* [WHAT IS REQUIRED]
Switch "pink mitten" to "pink glove" in the lines that open with the line containing "TARGET = child in pink coat" and close at the end of the lines, and give those lines again with nothing else changed.

* [DATASET EXTRACT]

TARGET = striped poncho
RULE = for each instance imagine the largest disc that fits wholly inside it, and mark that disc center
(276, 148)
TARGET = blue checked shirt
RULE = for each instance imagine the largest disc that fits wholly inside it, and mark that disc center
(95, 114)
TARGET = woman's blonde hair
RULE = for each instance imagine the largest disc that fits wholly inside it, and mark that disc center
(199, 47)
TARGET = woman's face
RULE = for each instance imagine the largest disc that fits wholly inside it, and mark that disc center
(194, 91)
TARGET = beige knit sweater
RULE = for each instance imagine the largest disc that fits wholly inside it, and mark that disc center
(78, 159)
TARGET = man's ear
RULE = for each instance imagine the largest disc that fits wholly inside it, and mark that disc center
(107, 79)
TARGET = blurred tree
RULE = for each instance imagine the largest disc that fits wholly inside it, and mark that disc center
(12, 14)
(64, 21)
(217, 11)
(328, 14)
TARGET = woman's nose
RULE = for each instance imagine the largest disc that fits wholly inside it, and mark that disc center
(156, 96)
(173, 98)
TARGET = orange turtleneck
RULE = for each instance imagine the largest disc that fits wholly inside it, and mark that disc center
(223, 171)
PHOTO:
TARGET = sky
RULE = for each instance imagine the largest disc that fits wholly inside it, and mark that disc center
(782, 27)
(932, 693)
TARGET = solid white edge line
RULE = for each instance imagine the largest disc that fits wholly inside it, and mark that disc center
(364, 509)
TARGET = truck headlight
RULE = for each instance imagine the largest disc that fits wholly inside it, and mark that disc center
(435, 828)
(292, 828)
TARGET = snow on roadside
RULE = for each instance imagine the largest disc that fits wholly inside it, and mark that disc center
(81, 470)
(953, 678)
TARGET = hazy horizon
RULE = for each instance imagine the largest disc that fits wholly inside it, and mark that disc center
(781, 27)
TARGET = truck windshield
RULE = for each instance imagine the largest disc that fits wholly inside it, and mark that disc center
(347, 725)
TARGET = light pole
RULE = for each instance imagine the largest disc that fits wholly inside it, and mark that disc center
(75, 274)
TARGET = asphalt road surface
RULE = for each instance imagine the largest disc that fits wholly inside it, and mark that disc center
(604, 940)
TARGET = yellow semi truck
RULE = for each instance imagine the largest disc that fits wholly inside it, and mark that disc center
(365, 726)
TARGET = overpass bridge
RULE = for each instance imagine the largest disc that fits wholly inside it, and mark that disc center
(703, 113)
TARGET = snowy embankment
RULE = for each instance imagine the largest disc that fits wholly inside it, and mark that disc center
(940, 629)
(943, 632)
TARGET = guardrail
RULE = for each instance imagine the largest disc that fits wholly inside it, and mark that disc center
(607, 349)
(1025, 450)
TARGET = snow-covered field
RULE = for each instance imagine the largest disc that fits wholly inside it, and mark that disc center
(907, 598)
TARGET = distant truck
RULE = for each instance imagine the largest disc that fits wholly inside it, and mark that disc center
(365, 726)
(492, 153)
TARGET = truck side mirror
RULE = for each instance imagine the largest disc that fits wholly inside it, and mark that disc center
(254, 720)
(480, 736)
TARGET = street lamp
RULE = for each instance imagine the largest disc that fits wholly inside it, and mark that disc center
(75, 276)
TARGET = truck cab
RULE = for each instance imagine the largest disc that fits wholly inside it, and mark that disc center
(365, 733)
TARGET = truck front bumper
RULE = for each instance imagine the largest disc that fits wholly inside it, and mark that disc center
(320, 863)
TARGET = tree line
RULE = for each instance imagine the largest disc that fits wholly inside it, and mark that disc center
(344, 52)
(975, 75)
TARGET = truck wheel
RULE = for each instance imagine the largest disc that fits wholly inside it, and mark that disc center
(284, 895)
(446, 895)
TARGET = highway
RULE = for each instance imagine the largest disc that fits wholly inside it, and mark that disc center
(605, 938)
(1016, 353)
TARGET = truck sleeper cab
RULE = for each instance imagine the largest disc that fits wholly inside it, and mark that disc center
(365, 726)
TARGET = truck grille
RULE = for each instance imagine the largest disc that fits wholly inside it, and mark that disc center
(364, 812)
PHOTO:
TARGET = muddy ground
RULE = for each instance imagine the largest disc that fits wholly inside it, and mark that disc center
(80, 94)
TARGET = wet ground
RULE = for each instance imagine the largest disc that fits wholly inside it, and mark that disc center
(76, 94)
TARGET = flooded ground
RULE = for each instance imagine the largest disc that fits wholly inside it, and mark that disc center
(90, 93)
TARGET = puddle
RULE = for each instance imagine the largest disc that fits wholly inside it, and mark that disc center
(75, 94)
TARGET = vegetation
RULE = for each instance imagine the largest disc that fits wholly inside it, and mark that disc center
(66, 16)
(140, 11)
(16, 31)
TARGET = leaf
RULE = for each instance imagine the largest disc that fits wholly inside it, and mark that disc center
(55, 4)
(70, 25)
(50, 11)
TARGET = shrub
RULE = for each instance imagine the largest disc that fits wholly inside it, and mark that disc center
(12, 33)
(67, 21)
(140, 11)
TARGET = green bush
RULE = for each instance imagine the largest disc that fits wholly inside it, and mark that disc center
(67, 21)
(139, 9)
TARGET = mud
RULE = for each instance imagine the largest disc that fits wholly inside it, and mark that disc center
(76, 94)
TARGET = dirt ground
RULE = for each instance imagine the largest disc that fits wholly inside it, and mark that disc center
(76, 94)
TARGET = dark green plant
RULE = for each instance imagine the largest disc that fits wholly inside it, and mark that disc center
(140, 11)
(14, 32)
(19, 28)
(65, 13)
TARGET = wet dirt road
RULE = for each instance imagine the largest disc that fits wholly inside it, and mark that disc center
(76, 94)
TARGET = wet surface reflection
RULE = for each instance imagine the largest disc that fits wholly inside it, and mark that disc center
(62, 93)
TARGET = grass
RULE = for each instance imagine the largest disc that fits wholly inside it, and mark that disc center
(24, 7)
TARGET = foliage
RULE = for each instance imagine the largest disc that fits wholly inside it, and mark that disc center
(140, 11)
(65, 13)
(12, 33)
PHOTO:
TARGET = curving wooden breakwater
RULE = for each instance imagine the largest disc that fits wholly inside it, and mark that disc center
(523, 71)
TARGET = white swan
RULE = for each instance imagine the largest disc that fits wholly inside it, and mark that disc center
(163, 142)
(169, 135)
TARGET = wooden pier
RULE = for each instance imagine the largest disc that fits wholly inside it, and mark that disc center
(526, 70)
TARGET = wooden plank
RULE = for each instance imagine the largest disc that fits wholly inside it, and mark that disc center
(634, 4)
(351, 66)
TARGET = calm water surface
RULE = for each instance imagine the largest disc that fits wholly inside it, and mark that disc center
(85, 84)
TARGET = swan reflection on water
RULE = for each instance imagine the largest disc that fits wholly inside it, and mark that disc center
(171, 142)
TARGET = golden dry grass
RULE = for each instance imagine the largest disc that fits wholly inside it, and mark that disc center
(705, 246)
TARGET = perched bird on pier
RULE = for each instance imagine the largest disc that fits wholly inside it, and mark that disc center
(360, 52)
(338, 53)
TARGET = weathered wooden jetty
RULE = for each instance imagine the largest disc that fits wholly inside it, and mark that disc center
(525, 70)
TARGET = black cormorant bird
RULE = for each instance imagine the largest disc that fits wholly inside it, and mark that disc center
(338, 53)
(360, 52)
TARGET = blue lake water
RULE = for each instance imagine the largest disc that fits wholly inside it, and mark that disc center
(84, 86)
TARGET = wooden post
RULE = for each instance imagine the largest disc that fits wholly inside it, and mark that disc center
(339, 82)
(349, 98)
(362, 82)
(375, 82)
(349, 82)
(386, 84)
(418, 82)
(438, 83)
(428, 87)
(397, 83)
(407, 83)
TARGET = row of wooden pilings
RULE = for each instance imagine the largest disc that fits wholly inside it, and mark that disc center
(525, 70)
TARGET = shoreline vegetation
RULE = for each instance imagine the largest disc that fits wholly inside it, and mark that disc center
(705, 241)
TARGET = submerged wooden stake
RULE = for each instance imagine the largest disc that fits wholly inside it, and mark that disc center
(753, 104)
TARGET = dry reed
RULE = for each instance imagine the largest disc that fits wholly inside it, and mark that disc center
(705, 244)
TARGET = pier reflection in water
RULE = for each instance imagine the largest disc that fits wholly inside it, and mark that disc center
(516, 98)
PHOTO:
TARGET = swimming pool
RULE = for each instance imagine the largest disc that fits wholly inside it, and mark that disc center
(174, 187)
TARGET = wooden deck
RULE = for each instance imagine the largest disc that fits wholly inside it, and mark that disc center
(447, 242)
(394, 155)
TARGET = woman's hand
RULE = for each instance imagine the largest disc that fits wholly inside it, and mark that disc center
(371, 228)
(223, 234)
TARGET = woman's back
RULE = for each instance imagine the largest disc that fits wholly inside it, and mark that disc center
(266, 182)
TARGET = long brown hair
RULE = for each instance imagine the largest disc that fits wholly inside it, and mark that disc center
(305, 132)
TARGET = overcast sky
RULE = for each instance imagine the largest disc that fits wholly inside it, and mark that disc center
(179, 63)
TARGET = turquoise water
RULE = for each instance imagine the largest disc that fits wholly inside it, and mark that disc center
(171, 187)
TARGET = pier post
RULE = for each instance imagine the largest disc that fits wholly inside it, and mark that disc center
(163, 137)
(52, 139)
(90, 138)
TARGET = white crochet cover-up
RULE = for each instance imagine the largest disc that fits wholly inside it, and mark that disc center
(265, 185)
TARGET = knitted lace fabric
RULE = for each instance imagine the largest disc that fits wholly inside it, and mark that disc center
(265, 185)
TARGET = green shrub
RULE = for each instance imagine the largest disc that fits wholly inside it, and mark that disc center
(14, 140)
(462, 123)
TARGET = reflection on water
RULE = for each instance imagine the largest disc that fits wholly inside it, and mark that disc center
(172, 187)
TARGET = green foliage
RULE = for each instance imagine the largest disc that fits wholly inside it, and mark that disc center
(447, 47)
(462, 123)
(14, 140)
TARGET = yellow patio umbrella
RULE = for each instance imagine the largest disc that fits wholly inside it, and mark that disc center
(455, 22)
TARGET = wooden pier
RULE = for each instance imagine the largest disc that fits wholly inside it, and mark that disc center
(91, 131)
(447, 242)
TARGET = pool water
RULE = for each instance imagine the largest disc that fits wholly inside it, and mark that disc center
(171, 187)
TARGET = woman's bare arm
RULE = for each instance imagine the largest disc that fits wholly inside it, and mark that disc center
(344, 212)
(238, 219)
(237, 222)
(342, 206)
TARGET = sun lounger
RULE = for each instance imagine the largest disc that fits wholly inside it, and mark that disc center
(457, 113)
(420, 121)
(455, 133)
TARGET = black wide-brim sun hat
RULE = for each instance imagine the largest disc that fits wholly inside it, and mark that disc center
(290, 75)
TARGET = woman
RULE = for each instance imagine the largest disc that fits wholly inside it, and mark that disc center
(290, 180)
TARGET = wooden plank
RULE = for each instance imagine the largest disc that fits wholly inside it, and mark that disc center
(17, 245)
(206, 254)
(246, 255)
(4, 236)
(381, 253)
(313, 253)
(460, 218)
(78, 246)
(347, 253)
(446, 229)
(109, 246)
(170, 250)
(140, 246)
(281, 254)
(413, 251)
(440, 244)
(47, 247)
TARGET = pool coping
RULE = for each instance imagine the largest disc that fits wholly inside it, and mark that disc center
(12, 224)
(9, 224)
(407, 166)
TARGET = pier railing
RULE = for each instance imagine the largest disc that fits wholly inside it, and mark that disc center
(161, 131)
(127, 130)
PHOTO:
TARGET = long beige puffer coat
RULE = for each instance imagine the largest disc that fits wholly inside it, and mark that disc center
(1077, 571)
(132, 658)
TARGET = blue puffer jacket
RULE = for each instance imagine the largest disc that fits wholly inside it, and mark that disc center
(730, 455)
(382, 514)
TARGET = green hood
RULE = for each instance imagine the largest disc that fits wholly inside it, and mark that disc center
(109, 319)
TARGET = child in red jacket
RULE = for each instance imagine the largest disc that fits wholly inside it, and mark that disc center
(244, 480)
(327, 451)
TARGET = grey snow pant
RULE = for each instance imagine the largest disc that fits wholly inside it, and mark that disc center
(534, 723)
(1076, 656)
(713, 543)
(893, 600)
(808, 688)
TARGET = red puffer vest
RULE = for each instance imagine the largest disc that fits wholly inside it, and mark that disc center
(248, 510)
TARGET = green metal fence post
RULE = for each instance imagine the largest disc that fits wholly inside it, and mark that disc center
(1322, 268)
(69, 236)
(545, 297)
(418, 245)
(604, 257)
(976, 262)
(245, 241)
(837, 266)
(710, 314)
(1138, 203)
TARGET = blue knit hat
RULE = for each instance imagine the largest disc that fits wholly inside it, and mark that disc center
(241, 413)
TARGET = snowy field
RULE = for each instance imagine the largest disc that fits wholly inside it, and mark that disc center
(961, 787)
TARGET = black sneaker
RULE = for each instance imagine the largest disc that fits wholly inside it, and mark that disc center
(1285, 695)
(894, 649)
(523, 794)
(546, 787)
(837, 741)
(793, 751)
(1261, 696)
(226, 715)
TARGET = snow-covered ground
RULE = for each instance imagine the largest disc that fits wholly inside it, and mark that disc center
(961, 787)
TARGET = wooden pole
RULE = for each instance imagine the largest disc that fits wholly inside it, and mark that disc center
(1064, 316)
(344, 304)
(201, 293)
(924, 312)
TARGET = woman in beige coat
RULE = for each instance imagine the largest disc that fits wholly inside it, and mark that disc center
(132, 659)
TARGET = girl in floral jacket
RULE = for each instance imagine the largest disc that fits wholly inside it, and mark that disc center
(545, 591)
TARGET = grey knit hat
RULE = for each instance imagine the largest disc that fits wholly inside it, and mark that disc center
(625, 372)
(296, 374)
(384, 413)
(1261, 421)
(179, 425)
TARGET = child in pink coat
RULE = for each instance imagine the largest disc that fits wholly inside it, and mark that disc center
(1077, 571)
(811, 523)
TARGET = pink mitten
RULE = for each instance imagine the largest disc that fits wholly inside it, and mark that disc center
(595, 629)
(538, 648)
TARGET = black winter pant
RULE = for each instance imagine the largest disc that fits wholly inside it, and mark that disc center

* [WRITTEN ANSWER]
TARGET = child in pink coat
RULE = for each instance imagine the largest disc that fits wholly inside it, and mark that disc center
(1077, 571)
(811, 523)
TARGET = pink glove
RULE = for each instance imagine the largest disc that fits wholly inside it, and mark that disc center
(595, 629)
(538, 648)
TARGET = black winter pant
RULE = for each instance imagine the largest disc that fits wholly inside it, and mark that disc center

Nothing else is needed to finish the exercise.